GOAL OF THE EXERCISE: Copy out word for word every line of the items from the one containing "locate straw hat." through the one containing "[316,107,365,214]", including both of those lines.

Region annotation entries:
····················
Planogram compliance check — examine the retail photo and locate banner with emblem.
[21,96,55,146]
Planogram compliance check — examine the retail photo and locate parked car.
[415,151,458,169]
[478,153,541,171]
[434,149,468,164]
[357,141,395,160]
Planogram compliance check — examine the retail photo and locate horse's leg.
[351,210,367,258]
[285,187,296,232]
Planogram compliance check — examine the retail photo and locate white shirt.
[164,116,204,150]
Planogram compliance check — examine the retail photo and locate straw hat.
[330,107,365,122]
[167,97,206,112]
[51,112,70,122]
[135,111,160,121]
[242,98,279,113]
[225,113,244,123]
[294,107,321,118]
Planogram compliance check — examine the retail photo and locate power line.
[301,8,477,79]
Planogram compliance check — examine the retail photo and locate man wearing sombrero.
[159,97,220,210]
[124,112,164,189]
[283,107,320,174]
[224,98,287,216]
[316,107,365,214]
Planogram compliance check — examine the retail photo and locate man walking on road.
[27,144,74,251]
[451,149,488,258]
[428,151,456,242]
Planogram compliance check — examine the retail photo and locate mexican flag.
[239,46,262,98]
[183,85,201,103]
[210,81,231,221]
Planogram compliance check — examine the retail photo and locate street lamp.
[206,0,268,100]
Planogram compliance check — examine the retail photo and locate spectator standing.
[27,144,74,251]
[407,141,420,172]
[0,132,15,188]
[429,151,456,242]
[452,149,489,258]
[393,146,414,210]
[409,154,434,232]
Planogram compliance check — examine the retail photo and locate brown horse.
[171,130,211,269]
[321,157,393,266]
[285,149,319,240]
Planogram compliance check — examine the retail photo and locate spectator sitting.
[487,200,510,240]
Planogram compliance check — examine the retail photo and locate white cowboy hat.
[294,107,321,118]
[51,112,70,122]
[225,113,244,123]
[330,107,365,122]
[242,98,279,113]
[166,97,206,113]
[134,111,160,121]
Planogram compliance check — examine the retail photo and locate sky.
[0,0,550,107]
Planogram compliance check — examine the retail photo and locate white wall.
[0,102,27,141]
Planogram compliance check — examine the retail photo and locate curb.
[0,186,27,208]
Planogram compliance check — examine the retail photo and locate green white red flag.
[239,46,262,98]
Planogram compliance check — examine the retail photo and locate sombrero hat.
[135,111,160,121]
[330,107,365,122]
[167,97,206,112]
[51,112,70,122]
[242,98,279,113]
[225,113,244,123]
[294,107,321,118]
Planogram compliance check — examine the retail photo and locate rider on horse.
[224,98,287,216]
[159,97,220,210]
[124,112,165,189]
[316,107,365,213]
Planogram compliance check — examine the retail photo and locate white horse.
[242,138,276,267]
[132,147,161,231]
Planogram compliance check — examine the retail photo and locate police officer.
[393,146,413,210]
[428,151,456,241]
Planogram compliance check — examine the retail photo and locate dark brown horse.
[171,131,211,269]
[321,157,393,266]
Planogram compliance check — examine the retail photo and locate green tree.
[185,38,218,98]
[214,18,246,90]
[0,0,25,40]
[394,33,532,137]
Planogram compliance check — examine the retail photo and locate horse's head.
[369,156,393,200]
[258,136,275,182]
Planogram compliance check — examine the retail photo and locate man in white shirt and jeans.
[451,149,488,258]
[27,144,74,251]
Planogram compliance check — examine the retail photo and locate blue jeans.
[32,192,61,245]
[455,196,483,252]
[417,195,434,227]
····················
RESULT:
Planogram compliance check — examine the retail photo and locate straw hat.
[330,107,365,122]
[167,97,206,112]
[51,112,70,122]
[135,111,160,121]
[242,98,279,113]
[225,113,244,123]
[294,107,321,118]
Planogram compliance check — examine the retail photo and locate power line.
[301,8,477,79]
Planogram compliance check — examine the retail photo and locate man wearing sombrero.
[159,97,220,210]
[124,112,164,189]
[283,107,320,174]
[224,98,287,216]
[316,107,365,214]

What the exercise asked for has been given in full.